*Point annotation dataset records*:
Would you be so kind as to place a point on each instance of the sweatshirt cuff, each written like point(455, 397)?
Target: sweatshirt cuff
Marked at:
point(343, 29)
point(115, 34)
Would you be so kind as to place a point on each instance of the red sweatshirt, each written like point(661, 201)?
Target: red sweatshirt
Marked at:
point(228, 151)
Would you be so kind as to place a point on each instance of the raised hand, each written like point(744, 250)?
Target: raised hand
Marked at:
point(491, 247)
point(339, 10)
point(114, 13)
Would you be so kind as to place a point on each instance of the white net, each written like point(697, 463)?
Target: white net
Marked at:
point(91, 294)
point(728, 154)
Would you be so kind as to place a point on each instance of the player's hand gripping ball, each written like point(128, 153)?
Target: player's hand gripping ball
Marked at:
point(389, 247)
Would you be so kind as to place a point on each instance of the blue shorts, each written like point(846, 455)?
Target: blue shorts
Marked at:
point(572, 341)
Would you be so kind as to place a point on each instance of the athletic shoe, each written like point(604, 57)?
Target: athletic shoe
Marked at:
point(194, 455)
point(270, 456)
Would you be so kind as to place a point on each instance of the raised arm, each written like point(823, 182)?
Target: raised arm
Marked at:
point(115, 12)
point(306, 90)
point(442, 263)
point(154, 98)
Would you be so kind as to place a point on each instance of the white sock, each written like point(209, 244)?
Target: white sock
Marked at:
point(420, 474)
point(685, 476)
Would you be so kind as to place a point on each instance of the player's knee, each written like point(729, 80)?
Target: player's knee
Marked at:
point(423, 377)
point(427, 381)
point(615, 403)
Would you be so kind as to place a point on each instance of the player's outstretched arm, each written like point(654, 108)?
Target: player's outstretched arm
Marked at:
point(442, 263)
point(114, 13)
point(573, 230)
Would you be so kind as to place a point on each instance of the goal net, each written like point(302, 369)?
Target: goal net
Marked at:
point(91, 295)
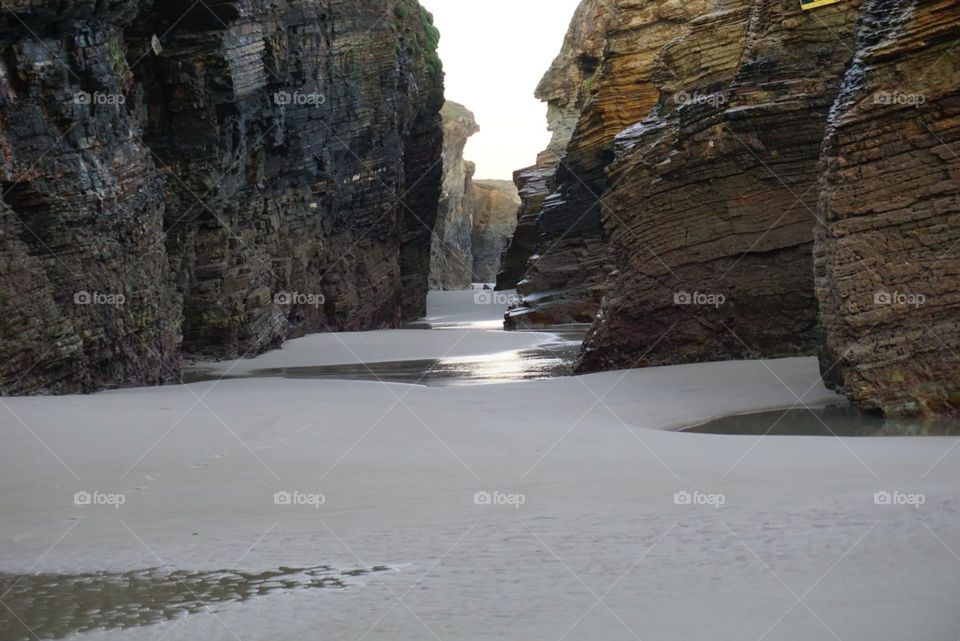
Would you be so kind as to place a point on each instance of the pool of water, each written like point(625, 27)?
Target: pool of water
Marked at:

...

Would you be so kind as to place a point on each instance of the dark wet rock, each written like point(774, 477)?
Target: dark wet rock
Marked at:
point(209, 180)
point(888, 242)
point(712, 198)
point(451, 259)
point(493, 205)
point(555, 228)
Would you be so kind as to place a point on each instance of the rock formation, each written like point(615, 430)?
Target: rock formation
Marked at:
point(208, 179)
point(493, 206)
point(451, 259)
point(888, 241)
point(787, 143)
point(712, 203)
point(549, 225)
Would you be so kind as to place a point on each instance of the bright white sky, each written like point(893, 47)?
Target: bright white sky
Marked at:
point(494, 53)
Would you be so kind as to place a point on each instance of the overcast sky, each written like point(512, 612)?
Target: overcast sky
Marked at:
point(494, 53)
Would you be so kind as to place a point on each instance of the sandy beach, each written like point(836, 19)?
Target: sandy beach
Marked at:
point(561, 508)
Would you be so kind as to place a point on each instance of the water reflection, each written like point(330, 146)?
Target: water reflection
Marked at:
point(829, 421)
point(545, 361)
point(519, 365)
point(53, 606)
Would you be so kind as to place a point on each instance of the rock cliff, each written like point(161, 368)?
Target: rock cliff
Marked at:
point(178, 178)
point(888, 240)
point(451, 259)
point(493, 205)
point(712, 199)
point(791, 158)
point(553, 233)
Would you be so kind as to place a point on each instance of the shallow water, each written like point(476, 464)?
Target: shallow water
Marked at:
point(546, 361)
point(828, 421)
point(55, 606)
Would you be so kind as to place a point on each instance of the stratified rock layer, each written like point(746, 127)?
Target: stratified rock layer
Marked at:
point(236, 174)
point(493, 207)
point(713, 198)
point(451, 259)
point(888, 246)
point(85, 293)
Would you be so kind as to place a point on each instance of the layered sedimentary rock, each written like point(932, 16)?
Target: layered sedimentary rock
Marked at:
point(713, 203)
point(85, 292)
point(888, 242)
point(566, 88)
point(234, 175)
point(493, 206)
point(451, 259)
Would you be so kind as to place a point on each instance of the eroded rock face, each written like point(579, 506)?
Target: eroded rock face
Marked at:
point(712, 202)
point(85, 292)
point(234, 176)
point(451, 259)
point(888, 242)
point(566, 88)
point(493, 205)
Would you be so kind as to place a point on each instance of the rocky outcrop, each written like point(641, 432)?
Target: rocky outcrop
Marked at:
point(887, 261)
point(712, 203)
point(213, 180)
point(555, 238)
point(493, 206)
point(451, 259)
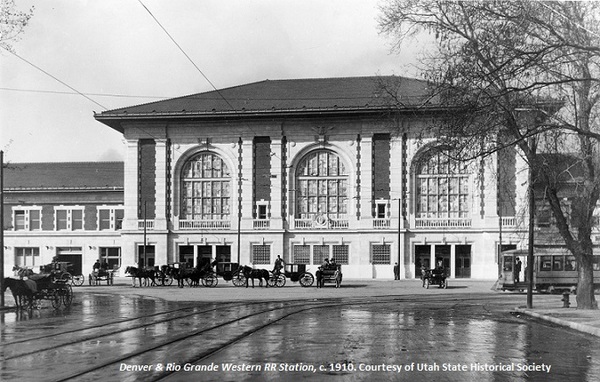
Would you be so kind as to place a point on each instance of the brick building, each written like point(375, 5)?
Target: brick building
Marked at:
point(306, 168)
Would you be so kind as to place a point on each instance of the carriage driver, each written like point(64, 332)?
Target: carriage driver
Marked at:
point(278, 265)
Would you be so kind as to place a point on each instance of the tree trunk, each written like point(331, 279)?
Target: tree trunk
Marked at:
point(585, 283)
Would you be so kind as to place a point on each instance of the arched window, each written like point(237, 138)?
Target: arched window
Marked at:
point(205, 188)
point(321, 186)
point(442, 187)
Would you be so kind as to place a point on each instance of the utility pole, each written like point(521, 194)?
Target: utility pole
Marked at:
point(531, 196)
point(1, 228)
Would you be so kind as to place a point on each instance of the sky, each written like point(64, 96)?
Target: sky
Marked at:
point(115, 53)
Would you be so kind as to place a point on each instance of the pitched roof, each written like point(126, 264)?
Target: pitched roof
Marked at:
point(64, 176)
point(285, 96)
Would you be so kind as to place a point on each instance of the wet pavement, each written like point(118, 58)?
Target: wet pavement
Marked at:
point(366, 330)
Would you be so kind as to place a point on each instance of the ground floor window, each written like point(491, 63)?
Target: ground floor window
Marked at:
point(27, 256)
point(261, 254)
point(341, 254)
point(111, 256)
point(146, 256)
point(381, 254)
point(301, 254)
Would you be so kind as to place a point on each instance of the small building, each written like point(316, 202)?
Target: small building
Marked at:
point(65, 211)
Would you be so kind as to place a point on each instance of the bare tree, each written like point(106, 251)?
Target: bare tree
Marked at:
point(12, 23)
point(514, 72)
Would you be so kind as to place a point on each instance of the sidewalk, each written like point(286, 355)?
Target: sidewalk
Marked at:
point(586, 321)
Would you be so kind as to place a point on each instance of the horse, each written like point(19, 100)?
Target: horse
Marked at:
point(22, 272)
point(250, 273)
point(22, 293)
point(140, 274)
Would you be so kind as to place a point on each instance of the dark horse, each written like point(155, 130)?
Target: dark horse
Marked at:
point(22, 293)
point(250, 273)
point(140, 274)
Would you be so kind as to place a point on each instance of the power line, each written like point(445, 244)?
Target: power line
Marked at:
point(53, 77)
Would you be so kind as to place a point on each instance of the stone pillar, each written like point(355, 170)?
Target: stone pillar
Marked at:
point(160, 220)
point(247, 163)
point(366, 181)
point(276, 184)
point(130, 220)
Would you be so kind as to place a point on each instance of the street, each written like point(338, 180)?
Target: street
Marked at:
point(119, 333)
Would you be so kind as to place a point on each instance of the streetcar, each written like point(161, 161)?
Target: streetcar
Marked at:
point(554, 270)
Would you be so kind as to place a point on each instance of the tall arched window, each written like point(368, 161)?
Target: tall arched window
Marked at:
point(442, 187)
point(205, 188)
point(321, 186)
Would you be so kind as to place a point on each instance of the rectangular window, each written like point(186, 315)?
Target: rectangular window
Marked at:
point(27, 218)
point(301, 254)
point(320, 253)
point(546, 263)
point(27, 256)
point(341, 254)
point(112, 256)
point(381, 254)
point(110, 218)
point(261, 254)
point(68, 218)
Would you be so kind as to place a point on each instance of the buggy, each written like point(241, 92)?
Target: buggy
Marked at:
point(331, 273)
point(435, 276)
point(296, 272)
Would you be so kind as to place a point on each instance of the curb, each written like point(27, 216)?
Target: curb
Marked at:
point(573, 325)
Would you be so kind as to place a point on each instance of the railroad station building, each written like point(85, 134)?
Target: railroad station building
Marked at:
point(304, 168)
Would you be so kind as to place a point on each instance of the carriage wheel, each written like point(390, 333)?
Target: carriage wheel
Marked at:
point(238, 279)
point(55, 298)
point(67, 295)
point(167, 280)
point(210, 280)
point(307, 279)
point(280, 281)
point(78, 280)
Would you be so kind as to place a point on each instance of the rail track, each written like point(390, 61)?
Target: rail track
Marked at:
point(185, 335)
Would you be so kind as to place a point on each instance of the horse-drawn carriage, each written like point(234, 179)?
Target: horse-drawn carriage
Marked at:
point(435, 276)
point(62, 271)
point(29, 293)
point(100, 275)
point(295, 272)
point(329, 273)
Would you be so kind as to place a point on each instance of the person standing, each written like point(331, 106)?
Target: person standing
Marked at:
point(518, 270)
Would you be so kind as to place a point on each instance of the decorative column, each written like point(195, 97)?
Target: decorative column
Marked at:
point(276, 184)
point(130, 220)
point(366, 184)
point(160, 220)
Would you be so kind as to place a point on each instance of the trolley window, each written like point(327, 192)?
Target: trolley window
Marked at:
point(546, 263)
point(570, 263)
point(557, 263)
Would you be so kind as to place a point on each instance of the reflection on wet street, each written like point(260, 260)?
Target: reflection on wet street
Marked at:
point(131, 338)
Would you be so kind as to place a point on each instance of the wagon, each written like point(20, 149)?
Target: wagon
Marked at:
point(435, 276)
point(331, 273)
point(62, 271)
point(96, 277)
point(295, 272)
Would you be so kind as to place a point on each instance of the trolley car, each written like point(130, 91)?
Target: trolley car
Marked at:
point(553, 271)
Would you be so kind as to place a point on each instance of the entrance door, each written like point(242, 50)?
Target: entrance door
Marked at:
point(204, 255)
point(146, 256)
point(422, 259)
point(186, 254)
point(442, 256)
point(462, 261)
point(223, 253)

--

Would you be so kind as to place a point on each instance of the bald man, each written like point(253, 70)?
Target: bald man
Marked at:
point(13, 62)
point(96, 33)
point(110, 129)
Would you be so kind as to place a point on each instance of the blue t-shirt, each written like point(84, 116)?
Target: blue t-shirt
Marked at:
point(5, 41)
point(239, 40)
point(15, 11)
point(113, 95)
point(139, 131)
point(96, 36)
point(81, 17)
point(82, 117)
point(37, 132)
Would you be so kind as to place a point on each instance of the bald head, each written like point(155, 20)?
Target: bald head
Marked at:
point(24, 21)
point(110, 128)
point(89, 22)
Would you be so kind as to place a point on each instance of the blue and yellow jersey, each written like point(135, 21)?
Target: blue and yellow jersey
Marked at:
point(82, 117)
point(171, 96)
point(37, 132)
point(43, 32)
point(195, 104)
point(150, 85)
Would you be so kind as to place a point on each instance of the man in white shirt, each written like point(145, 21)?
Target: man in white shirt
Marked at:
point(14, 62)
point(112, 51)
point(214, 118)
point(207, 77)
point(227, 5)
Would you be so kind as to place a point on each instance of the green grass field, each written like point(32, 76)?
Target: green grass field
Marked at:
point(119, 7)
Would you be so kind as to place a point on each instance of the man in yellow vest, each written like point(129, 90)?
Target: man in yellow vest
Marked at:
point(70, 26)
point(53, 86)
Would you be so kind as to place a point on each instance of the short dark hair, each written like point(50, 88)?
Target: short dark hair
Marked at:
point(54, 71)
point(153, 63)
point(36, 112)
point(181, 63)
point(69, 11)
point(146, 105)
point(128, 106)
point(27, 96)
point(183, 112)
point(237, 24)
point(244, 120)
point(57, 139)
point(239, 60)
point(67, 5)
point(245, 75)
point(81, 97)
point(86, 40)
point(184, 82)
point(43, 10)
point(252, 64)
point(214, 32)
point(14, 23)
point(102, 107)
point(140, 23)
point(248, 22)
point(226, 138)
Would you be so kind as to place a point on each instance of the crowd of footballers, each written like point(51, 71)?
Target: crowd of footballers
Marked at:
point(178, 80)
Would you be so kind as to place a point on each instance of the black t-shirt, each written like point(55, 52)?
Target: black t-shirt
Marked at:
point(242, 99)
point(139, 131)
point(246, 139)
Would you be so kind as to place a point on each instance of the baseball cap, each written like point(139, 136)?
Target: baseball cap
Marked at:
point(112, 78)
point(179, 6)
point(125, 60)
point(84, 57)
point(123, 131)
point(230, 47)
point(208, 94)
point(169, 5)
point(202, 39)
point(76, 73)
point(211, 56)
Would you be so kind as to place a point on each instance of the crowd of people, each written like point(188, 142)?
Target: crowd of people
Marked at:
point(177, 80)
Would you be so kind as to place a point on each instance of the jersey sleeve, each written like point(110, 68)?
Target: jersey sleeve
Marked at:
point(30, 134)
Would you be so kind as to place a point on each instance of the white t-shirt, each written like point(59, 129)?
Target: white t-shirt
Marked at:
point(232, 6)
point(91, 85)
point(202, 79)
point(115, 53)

*Directions*: Reproduce the entries from the line with "like point(455, 397)?" up to and including the line with "point(572, 341)", requests included, multiplying every answer point coordinate by 1.05 and rounding to whole numbers, halves up. Leave the requests and their sample points unchanged.

*Result*:
Would you be so kind as to place a point on each instance of the sweatshirt cuff, each written like point(455, 397)?
Target: sweatshirt cuff
Marked at:
point(360, 30)
point(121, 36)
Would you be so kind as to place a point on each instance of the red sweatshirt, each written like point(661, 201)?
Target: red sweatshirt
Marked at:
point(239, 159)
Would you be so kind as to place a point on each instance of the raised hand, each written like point(744, 250)?
Target: raised hand
Marked at:
point(516, 259)
point(356, 11)
point(120, 14)
Would you be so kind as to place a point on each instance of the white net, each written like point(697, 463)?
Target: white net
Marked at:
point(96, 309)
point(764, 162)
Would you be so kind as to place a point on each instance of the player's hand gripping ball, each written like point(128, 153)?
Target: player's hand gripping ball
Marked at:
point(408, 259)
Would you be so kind as to place a point on each instance of the blue shorts, each written like point(846, 455)?
Target: blue shorts
Marked at:
point(601, 358)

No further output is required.